> **Fragmento proporcionado**:
:::

Aunque poca gente se lo reconociera en su momento, desde los escritos que Eve Babitz firmó durante los años setenta hablaba una feminista que actuaba de incógnito. Hija de una artista y activista que defendía legados arquitectónicos y de un violinista de clásica que trabajaba para la 20th Century Fox, Eve creció formando parte del ambiente social de Los Ángeles. Una ciudad supeditada a las promesas y desengaños de Hollywood, donde la belleza se impone a cualquier otra consideración. Un lugar en el que las reglas las escriben hombres que proyectan fantasías de erotismo y bienestar, y donde las mujeres urden estrategias privadas para no ser repudiadas por un sistema voraz.
Babitz escribió sobre este tipo de cosas sin más intención que contar lo que sucedía a su alrededor, pero al levantar acta de lo que veía y sentía, estaba denunciando también una fuente de infelicidad. No militaba. No iba de abanderada feminista y, gracias a eso, pudo infiltrarse en rodajes, en fiestas, en mansiones con esas piscinas que, según ella, eran el escenario perpetuo de la corrupción. Y cuando salía de allí, escribía. Escribía sobre lo que había experimentado y lo proyectaba a través de su mirada de mujer joven californiana que sabe que, si gana algún kilo más, perderá su encanto como Cenicienta después de la media noche. Esa es Eve Babitz, protegiéndose con su escepticismo de las amenazas del amor, defendiéndose con su escritura. Leyendo una edición de bolsillo de Virginia Woolf mientras espera a que llegue la enésima cita impuntual.

:::

> **Datos recopilados**:
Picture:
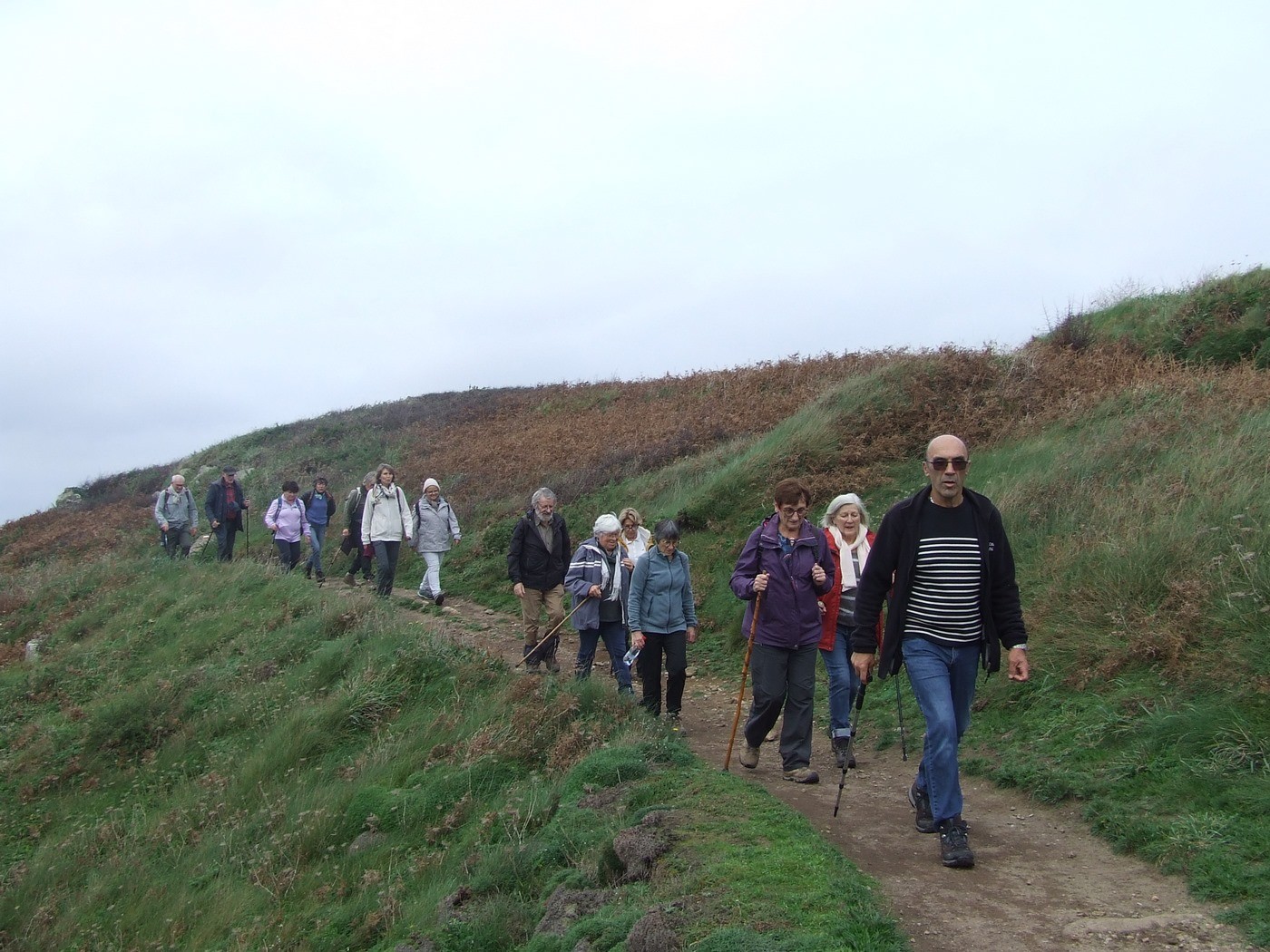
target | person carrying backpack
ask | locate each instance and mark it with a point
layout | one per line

:::

> **Instrucciones de trabajo**: Retoma el fragmento sobre Eve Babitz y prolóngalo a partir de su última frase. El material no interviene en esta tarea.

> **Respuesta escrita**:
“Janis Joplin siempre se preguntaba cuándo llegaría su príncipe, y la espera era tan aburrida que compró el sosiego total del lago liso, blanco, claro y sonriente de la heroína”. Esto dice Babitz en Heroína, una de las crónicas-relato que forma parte de Días lentos, malas compañías. El mundo, la carne y L.A., segunda obra de la autora que llega a España y que ha editado Colectivo Bruxista con traducción de Ana Guerra y prólogo de María Bastarós. En muchos momentos, Babitz usaba las palabras como un escalpelo, para desvelar lo que oculta un falso paraíso donde no existe el invierno llamado Los Ángeles.
Una de esas realidades son las drogas, y en especial, la heroína, de la cual ella habla así: “Tener algo que a la vez mata el dolor y es ilegal resulta demasiado tentador cuando de repente lo tienes todo menos al príncipe, sobre todo si eres americana”. A mediados de la pasada década, Babitz fue descubierta por una nueva generación de lectoras, que esta vez sí supieron ver la profundidad de sus crónicas. Hasta entonces, Babitz era vista como una especie de versión pop (es decir, superficial) de la otra gran cronista de la Costa Oeste norteamericana, Joan Didion.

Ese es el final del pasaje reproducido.